## Task description
Please copy the material below back out line for line, keeping every character unchanged.

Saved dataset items
Begin

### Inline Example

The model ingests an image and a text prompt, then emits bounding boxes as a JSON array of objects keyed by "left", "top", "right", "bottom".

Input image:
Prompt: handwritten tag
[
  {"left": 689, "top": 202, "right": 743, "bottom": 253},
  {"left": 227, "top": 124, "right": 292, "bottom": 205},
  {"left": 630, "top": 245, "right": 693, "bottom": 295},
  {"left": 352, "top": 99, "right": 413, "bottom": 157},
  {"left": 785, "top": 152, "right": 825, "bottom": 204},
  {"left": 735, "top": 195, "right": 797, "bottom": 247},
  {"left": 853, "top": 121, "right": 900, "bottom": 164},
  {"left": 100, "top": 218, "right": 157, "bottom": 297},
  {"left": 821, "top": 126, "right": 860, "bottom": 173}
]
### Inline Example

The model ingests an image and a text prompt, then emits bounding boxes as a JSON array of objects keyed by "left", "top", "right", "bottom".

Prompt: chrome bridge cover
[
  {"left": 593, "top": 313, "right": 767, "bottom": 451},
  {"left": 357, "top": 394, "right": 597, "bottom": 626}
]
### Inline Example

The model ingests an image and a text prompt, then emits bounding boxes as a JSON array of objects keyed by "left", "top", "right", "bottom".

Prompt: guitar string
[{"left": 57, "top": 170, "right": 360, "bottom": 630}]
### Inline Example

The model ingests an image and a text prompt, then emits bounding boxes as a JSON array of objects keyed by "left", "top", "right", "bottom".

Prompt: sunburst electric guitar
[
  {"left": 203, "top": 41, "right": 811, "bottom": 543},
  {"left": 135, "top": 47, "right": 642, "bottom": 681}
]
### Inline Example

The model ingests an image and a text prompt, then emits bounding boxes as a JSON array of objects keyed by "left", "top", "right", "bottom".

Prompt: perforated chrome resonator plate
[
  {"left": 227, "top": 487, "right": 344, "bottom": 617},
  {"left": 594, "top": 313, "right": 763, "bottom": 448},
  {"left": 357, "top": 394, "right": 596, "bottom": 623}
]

End

## Finished answer
### Inline Example

The model ingests an image and a text prompt, then emits bounding boxes as a JSON array of objects keyed by "left", "top", "right", "bottom".

Input image:
Prompt: handwritten tag
[
  {"left": 689, "top": 202, "right": 743, "bottom": 253},
  {"left": 227, "top": 124, "right": 292, "bottom": 205},
  {"left": 630, "top": 245, "right": 693, "bottom": 295},
  {"left": 352, "top": 99, "right": 413, "bottom": 157},
  {"left": 785, "top": 152, "right": 825, "bottom": 204},
  {"left": 735, "top": 195, "right": 797, "bottom": 247},
  {"left": 853, "top": 121, "right": 900, "bottom": 164},
  {"left": 100, "top": 218, "right": 157, "bottom": 297},
  {"left": 821, "top": 126, "right": 860, "bottom": 173}
]
### Inline Example

The model ingests an image and a text prompt, then emits bounding boxes as a JSON array of objects keyed by "left", "top", "right", "bottom".

Prompt: chrome bridge cover
[
  {"left": 593, "top": 313, "right": 767, "bottom": 451},
  {"left": 357, "top": 394, "right": 597, "bottom": 626}
]
### Inline Example

The model ingests an image and a text prompt, then emits bounding boxes as a JSON array of objects keyed by "left", "top", "right", "bottom".

Prompt: guitar string
[{"left": 57, "top": 170, "right": 360, "bottom": 630}]
### Inline Example

The model ingests an image and a text prompt, then emits bounding boxes as a JSON array of objects keyed by "left", "top", "right", "bottom".

Prompt: sunburst electric guitar
[
  {"left": 203, "top": 41, "right": 811, "bottom": 543},
  {"left": 135, "top": 47, "right": 642, "bottom": 681}
]
### Inline Example

The model ingests an image and a text prompt, then emits bounding boxes as a JSON array of objects keyed by "left", "top", "right", "bottom".

Prompt: perforated chrome resonator plate
[
  {"left": 227, "top": 487, "right": 344, "bottom": 617},
  {"left": 594, "top": 313, "right": 763, "bottom": 448},
  {"left": 357, "top": 394, "right": 596, "bottom": 623}
]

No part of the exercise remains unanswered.